** STATED GOAL **
Show each line in the rows below that contains the word "outline".

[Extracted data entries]
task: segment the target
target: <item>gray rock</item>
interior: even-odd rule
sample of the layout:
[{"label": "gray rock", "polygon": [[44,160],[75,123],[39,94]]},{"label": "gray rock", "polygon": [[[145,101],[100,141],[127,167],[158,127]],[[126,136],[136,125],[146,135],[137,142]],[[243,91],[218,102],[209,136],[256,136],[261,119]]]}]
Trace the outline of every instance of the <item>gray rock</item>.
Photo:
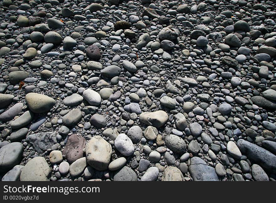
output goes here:
[{"label": "gray rock", "polygon": [[252,177],[256,181],[269,181],[268,175],[260,166],[253,164],[252,167]]},{"label": "gray rock", "polygon": [[62,123],[66,126],[74,126],[81,121],[82,116],[79,109],[73,109],[62,117]]},{"label": "gray rock", "polygon": [[114,142],[116,149],[124,156],[130,156],[133,153],[134,147],[131,140],[125,134],[117,136]]},{"label": "gray rock", "polygon": [[163,111],[154,112],[143,112],[140,115],[140,121],[148,125],[157,128],[162,126],[168,120],[168,114]]},{"label": "gray rock", "polygon": [[184,181],[184,177],[178,168],[173,166],[169,166],[164,170],[162,181]]},{"label": "gray rock", "polygon": [[276,171],[276,156],[257,145],[243,140],[239,140],[237,145],[241,151],[255,162],[267,170]]},{"label": "gray rock", "polygon": [[20,162],[23,154],[23,145],[13,142],[0,148],[0,172],[8,171]]},{"label": "gray rock", "polygon": [[56,133],[52,132],[38,133],[28,136],[26,141],[36,151],[42,154],[57,143],[56,135]]},{"label": "gray rock", "polygon": [[173,152],[183,154],[186,151],[186,144],[183,139],[174,134],[169,134],[165,137],[167,147]]},{"label": "gray rock", "polygon": [[37,113],[49,112],[56,104],[53,98],[37,93],[29,93],[25,99],[31,111]]},{"label": "gray rock", "polygon": [[104,117],[98,113],[94,114],[91,117],[90,123],[91,125],[98,128],[104,128],[107,124]]},{"label": "gray rock", "polygon": [[85,90],[82,93],[83,98],[90,105],[98,106],[101,104],[101,98],[100,94],[91,89]]},{"label": "gray rock", "polygon": [[85,153],[87,162],[91,166],[99,171],[108,168],[112,147],[101,137],[96,135],[89,140],[85,146]]},{"label": "gray rock", "polygon": [[137,181],[137,175],[129,167],[125,166],[114,175],[114,181]]},{"label": "gray rock", "polygon": [[37,156],[28,161],[22,169],[20,181],[49,181],[51,172],[45,158]]},{"label": "gray rock", "polygon": [[87,165],[86,158],[83,157],[77,159],[69,168],[70,175],[73,177],[79,176],[83,173]]},{"label": "gray rock", "polygon": [[142,139],[143,131],[139,126],[135,125],[130,128],[127,132],[127,136],[131,140],[133,144],[137,144]]},{"label": "gray rock", "polygon": [[24,167],[16,165],[9,171],[2,178],[2,181],[19,181],[21,171]]},{"label": "gray rock", "polygon": [[158,178],[159,170],[157,167],[149,168],[141,178],[141,181],[154,181]]},{"label": "gray rock", "polygon": [[22,112],[23,104],[18,103],[14,104],[12,107],[0,114],[0,121],[9,121],[12,119],[15,116]]},{"label": "gray rock", "polygon": [[199,157],[194,156],[188,161],[188,168],[194,181],[218,181],[215,169],[208,166]]}]

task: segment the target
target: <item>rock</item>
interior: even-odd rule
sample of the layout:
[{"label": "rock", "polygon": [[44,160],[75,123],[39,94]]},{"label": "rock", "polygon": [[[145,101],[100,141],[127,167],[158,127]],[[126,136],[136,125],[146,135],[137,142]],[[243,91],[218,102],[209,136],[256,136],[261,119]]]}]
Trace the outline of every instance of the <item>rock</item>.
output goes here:
[{"label": "rock", "polygon": [[221,104],[219,107],[219,111],[223,114],[227,114],[231,112],[232,106],[229,104],[224,103]]},{"label": "rock", "polygon": [[13,142],[0,148],[0,172],[6,172],[20,162],[23,154],[23,145]]},{"label": "rock", "polygon": [[60,20],[54,18],[48,18],[47,20],[47,24],[50,28],[55,30],[61,28],[64,25],[64,24]]},{"label": "rock", "polygon": [[51,169],[45,158],[37,156],[28,161],[21,171],[20,181],[48,181]]},{"label": "rock", "polygon": [[174,108],[176,105],[175,101],[167,96],[164,96],[160,99],[160,102],[162,105],[171,108]]},{"label": "rock", "polygon": [[257,164],[252,165],[252,177],[256,181],[269,181],[268,175]]},{"label": "rock", "polygon": [[134,147],[131,140],[125,134],[117,136],[114,142],[116,149],[124,156],[128,156],[133,153]]},{"label": "rock", "polygon": [[178,37],[178,33],[172,28],[165,27],[162,29],[158,35],[161,40],[167,40],[173,41]]},{"label": "rock", "polygon": [[69,168],[70,175],[73,177],[80,176],[83,173],[86,165],[86,157],[83,157],[77,159],[70,166]]},{"label": "rock", "polygon": [[145,47],[146,45],[150,41],[150,35],[148,33],[143,34],[139,37],[136,48],[140,50],[142,47]]},{"label": "rock", "polygon": [[130,72],[136,73],[137,71],[137,69],[135,65],[131,62],[128,61],[124,60],[123,61],[123,67]]},{"label": "rock", "polygon": [[225,43],[234,47],[240,47],[242,44],[242,42],[238,37],[232,33],[227,35],[225,37]]},{"label": "rock", "polygon": [[94,114],[91,117],[90,123],[92,125],[99,128],[104,128],[107,124],[106,119],[104,117],[98,113]]},{"label": "rock", "polygon": [[168,120],[168,114],[163,111],[143,112],[140,115],[140,121],[143,123],[157,128],[162,126]]},{"label": "rock", "polygon": [[158,134],[158,130],[153,126],[148,126],[144,131],[144,135],[147,140],[155,140]]},{"label": "rock", "polygon": [[44,41],[46,43],[59,44],[62,41],[62,38],[58,33],[56,32],[50,31],[44,36]]},{"label": "rock", "polygon": [[141,178],[141,181],[154,181],[158,178],[159,170],[157,167],[149,168]]},{"label": "rock", "polygon": [[121,69],[117,66],[111,65],[107,66],[101,70],[101,74],[108,78],[119,76],[121,74]]},{"label": "rock", "polygon": [[25,99],[31,111],[37,113],[48,112],[56,104],[52,98],[37,93],[28,93]]},{"label": "rock", "polygon": [[30,123],[34,118],[33,113],[27,111],[15,120],[10,123],[13,129],[21,128]]},{"label": "rock", "polygon": [[18,103],[0,114],[0,121],[9,121],[12,120],[15,116],[22,112],[23,105],[22,103]]},{"label": "rock", "polygon": [[127,136],[130,138],[133,144],[136,144],[139,142],[143,136],[143,131],[139,126],[135,125],[128,130]]},{"label": "rock", "polygon": [[129,29],[130,26],[130,23],[124,20],[118,21],[114,23],[114,28],[116,30],[121,29],[124,30]]},{"label": "rock", "polygon": [[29,75],[29,73],[25,71],[13,71],[9,74],[9,79],[12,84],[18,85],[20,81],[24,81]]},{"label": "rock", "polygon": [[49,155],[49,161],[52,164],[60,163],[63,161],[62,154],[58,150],[54,150]]},{"label": "rock", "polygon": [[32,59],[34,58],[37,54],[36,50],[32,47],[28,48],[26,52],[23,55],[23,58],[27,59]]},{"label": "rock", "polygon": [[76,134],[70,135],[62,151],[67,161],[72,163],[83,156],[82,150],[85,148],[85,139]]},{"label": "rock", "polygon": [[191,133],[194,136],[199,136],[202,131],[202,127],[197,123],[193,123],[190,124]]},{"label": "rock", "polygon": [[250,98],[254,104],[266,109],[276,109],[276,103],[273,102],[260,96],[254,96]]},{"label": "rock", "polygon": [[2,181],[19,181],[21,171],[24,167],[21,165],[16,165],[2,178]]},{"label": "rock", "polygon": [[29,135],[26,138],[26,141],[32,146],[36,151],[42,154],[57,143],[56,135],[56,133],[52,132],[38,133]]},{"label": "rock", "polygon": [[82,119],[82,112],[77,108],[74,108],[62,117],[62,123],[66,126],[74,126]]},{"label": "rock", "polygon": [[67,162],[63,162],[60,163],[58,167],[58,171],[62,175],[66,175],[69,173],[70,165]]},{"label": "rock", "polygon": [[81,95],[74,93],[65,97],[63,100],[63,104],[67,107],[75,106],[80,104],[83,100],[83,97]]},{"label": "rock", "polygon": [[65,37],[63,39],[63,48],[65,50],[72,49],[77,45],[77,41],[69,36]]},{"label": "rock", "polygon": [[263,92],[263,97],[270,100],[276,101],[276,91],[269,89]]},{"label": "rock", "polygon": [[183,154],[186,151],[186,144],[183,139],[174,134],[169,134],[165,137],[167,147],[173,152]]},{"label": "rock", "polygon": [[101,98],[100,94],[91,89],[85,90],[82,93],[82,96],[90,105],[98,106],[101,104]]},{"label": "rock", "polygon": [[162,181],[184,181],[184,177],[178,168],[173,166],[169,166],[164,170]]},{"label": "rock", "polygon": [[276,156],[253,144],[239,140],[237,145],[242,153],[267,170],[276,171]]},{"label": "rock", "polygon": [[194,156],[188,161],[188,168],[194,181],[218,181],[215,169],[208,166],[199,157]]},{"label": "rock", "polygon": [[124,157],[120,157],[112,162],[108,166],[110,171],[116,171],[123,167],[126,163],[126,159]]},{"label": "rock", "polygon": [[86,50],[86,55],[92,60],[98,60],[101,58],[101,52],[99,47],[95,45],[90,46]]},{"label": "rock", "polygon": [[86,144],[85,153],[88,164],[99,171],[108,168],[112,155],[112,147],[101,137],[93,137]]},{"label": "rock", "polygon": [[10,104],[14,97],[12,95],[0,94],[0,108],[5,107]]},{"label": "rock", "polygon": [[131,168],[125,166],[117,171],[113,178],[114,181],[137,181],[137,175]]}]

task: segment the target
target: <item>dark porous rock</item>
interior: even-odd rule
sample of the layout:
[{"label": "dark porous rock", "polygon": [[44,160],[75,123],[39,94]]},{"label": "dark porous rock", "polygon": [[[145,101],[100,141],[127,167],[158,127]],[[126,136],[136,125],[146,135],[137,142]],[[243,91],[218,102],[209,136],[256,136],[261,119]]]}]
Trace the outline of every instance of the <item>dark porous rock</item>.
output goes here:
[{"label": "dark porous rock", "polygon": [[276,172],[276,156],[263,148],[244,140],[239,140],[237,146],[242,153],[267,170]]},{"label": "dark porous rock", "polygon": [[34,147],[36,151],[41,154],[57,143],[56,135],[55,132],[38,133],[29,135],[26,140]]},{"label": "dark porous rock", "polygon": [[194,181],[218,181],[215,168],[208,166],[205,161],[194,156],[188,161],[188,168]]},{"label": "dark porous rock", "polygon": [[94,45],[90,46],[86,49],[86,55],[93,60],[98,60],[101,58],[100,49]]},{"label": "dark porous rock", "polygon": [[262,96],[254,96],[250,99],[254,104],[260,107],[267,109],[276,109],[276,103],[271,102]]},{"label": "dark porous rock", "polygon": [[83,156],[83,150],[85,148],[85,139],[76,134],[70,135],[62,151],[67,161],[71,164]]},{"label": "dark porous rock", "polygon": [[126,30],[130,27],[130,24],[124,20],[120,20],[114,23],[114,29],[115,30]]}]

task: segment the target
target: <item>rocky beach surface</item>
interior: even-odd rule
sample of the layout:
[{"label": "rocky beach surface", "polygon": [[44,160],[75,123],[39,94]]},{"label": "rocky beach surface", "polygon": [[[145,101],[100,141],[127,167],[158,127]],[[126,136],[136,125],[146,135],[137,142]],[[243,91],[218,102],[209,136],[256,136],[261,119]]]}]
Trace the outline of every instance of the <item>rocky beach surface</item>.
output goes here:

** TASK RESULT **
Trace the outline of every instance of the <item>gray rock</item>.
Trace the outline of every instance of the <item>rock</item>.
Trace the outline of every instance of the <item>dark porous rock</item>.
Trace the outline of every instance of the <item>rocky beach surface</item>.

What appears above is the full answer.